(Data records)
--- BEGIN ---
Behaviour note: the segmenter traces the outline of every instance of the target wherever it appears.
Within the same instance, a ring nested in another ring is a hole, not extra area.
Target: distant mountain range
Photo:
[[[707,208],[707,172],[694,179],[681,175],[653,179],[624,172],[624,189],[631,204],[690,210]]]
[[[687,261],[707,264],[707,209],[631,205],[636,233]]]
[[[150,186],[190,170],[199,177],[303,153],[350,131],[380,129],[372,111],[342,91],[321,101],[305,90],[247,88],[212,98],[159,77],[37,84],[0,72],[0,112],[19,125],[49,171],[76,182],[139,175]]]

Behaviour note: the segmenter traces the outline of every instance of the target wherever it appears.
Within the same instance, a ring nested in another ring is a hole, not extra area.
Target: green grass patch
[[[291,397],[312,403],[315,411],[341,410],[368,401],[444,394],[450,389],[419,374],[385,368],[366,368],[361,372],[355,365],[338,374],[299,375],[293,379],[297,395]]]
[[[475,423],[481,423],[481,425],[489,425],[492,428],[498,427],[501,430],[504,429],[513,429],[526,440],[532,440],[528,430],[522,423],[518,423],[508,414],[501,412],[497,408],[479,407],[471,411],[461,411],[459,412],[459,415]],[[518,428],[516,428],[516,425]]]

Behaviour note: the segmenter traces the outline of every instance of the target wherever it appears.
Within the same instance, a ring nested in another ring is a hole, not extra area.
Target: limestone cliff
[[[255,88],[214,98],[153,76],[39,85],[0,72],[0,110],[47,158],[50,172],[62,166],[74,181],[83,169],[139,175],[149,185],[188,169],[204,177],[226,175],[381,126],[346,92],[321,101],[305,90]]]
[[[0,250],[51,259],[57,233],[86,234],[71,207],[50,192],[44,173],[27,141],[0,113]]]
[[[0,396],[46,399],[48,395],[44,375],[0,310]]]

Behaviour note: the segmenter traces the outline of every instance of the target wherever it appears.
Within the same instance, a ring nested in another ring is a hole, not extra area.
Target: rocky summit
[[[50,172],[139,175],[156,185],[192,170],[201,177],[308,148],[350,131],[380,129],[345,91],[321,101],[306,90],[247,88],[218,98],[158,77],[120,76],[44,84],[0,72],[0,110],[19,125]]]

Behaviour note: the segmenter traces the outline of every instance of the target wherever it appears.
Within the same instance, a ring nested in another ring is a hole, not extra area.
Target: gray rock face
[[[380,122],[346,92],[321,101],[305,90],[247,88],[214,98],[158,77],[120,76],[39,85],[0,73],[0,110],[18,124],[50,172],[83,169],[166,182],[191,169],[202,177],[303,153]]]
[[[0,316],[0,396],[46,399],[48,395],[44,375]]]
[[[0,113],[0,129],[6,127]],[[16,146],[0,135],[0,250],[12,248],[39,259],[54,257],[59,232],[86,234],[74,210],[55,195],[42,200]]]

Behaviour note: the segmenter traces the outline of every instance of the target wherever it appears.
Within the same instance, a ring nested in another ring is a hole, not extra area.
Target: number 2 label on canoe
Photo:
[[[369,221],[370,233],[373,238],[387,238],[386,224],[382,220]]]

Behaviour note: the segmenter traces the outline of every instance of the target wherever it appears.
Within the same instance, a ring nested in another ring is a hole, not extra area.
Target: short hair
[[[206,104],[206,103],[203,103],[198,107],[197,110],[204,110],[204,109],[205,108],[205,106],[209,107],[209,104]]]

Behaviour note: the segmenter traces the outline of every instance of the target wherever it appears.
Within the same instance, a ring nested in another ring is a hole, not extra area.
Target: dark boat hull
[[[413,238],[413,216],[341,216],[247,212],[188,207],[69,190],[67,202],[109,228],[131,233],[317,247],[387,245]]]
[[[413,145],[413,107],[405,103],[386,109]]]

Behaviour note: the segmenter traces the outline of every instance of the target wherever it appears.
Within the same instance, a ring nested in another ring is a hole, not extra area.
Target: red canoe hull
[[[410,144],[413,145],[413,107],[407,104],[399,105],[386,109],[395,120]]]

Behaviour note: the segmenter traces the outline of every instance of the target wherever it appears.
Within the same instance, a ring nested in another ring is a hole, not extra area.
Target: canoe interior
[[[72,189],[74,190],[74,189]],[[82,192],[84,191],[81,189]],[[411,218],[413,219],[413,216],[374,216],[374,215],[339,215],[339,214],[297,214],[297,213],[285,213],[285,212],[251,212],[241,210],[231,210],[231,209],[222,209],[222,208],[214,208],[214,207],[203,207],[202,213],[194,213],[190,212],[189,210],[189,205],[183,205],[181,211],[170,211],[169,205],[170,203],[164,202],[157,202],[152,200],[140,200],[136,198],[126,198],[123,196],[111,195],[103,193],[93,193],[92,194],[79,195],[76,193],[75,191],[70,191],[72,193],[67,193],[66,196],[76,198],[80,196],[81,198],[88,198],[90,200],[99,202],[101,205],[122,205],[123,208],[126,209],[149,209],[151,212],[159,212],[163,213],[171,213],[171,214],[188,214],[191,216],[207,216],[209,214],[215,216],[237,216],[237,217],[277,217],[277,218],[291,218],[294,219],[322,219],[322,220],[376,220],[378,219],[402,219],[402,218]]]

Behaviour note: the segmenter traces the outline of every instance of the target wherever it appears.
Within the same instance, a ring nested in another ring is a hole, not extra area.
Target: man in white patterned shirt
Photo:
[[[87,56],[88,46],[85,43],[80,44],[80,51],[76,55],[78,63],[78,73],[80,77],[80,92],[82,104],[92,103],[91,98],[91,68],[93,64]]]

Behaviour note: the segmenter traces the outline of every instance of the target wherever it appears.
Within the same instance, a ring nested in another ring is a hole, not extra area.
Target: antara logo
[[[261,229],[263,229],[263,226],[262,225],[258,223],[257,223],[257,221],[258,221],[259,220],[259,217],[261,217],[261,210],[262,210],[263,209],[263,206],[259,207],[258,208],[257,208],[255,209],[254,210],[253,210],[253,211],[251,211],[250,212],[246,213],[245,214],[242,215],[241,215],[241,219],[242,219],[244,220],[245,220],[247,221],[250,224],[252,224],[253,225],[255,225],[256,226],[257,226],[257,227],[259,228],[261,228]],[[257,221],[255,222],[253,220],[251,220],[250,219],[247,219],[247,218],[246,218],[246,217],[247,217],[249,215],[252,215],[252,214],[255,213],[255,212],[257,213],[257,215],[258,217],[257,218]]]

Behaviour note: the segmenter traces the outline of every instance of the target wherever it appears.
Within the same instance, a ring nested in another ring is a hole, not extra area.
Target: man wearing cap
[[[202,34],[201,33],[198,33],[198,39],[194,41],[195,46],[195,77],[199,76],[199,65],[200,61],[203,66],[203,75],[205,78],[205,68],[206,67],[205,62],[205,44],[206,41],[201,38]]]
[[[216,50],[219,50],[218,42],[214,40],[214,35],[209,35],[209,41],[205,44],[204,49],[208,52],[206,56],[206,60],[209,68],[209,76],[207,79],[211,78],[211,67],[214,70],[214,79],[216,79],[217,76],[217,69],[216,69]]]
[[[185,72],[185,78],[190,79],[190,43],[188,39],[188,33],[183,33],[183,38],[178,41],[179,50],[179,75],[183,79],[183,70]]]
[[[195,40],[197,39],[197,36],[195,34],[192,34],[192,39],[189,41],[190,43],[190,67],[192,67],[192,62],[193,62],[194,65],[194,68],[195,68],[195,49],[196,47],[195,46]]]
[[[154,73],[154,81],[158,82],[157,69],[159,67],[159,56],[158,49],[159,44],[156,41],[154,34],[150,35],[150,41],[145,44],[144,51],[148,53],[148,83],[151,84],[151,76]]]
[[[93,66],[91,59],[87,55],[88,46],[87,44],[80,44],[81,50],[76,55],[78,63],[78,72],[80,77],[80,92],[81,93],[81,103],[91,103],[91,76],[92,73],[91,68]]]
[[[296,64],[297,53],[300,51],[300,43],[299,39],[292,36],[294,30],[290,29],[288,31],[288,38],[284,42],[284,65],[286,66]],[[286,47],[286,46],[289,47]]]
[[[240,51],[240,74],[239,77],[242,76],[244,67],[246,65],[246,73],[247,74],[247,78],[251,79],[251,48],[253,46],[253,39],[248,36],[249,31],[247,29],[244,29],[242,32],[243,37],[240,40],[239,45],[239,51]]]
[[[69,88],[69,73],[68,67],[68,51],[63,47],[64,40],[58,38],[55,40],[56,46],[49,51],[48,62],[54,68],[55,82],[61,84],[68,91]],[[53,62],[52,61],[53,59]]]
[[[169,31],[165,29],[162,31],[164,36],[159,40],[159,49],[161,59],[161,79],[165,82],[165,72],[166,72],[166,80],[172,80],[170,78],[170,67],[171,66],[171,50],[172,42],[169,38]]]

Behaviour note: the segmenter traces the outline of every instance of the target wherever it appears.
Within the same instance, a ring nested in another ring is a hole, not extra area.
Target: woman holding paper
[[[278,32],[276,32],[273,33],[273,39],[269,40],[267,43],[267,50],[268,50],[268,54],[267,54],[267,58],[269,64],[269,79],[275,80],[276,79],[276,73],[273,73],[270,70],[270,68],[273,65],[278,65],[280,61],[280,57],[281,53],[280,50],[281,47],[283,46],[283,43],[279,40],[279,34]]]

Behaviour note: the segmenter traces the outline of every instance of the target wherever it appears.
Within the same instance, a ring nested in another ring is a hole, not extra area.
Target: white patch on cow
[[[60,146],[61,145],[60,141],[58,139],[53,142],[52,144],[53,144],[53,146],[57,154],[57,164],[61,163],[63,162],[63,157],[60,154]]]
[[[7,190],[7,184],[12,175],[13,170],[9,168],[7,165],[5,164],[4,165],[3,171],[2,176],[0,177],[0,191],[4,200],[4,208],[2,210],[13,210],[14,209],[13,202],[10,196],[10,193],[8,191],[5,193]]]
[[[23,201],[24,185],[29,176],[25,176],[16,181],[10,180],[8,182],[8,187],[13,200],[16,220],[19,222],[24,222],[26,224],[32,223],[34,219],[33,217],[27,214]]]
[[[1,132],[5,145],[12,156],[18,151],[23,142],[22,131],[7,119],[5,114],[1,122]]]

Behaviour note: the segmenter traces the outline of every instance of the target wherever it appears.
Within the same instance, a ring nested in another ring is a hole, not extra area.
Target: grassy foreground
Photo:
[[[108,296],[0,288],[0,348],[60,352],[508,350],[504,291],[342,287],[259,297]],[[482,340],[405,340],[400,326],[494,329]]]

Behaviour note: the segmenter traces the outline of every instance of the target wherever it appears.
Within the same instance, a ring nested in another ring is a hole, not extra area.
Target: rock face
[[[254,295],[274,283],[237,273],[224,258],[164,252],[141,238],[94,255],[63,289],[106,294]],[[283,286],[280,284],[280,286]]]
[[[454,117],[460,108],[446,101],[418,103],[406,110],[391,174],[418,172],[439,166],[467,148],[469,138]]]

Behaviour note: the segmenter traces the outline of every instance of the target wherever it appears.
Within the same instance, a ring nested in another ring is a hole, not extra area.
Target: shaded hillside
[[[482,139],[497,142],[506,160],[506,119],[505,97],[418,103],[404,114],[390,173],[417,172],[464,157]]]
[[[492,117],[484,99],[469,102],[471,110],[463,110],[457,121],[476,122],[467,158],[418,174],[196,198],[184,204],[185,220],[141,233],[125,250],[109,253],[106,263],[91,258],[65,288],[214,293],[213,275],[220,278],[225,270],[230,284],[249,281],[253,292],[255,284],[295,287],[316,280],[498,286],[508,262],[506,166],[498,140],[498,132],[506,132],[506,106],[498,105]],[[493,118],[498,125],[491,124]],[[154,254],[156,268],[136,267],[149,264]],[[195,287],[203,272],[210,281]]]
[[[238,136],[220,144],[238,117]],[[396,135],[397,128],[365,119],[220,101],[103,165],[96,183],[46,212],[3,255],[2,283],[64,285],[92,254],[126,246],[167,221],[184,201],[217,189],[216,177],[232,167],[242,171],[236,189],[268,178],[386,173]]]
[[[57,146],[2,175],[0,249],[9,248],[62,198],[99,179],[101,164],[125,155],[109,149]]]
--- END ---
Put the lines of the records into a JSON list of strings, one string per line and no blank lines. Begin with the first line of the records and stop after the line containing "[[[0,396],[46,399],[48,395],[44,375],[0,310]]]".

§ **EXERCISE ANSWER**
[
  "Behaviour note: the segmenter traces the outline of every instance of the target wherever it appears.",
  "Within the same instance, a ring nested in another ring is a hole, not extra area.",
  "Target: distant mountain range",
  "Photo:",
  "[[[707,208],[707,172],[694,179],[681,175],[653,179],[624,172],[624,189],[631,204],[690,210]]]",
  "[[[687,261],[707,264],[707,209],[631,205],[636,233]]]",
  "[[[150,186],[190,170],[199,177],[303,153],[350,131],[380,129],[372,111],[342,91],[321,101],[305,90],[247,88],[212,98],[159,77],[37,84],[0,72],[0,112],[19,125],[49,171],[76,182],[139,175]]]",
  "Behaviour note: the segmenter traces the outline of every instance of the target wherever it appears.",
  "Within the same instance, a ring nested in another ring is a hole, not extra area.",
  "Target: green grass patch",
  "[[[291,397],[312,403],[315,411],[341,410],[368,401],[444,394],[450,389],[419,374],[385,368],[366,368],[361,372],[355,365],[338,374],[299,375],[293,379],[297,395]]]",
  "[[[475,423],[481,423],[481,425],[489,425],[492,428],[498,427],[501,430],[504,429],[513,429],[526,440],[532,440],[528,430],[522,423],[518,423],[508,414],[501,412],[497,408],[479,407],[471,411],[461,411],[459,412],[459,415]],[[518,428],[516,428],[516,425]]]",
  "Behaviour note: the segmenter traces the outline of every instance of the target wherever it appears.",
  "Within the same instance, a ring nested in another ring is a hole, not extra area.",
  "Target: limestone cliff",
  "[[[255,88],[214,98],[153,76],[39,85],[0,72],[0,110],[47,158],[50,172],[62,166],[74,181],[83,169],[139,175],[149,185],[188,169],[204,177],[226,175],[381,126],[346,92],[321,101],[305,90]]]",
  "[[[0,250],[51,259],[57,233],[86,234],[71,207],[50,192],[44,173],[27,141],[0,113]]]",
  "[[[0,396],[46,399],[48,395],[44,375],[0,310]]]"
]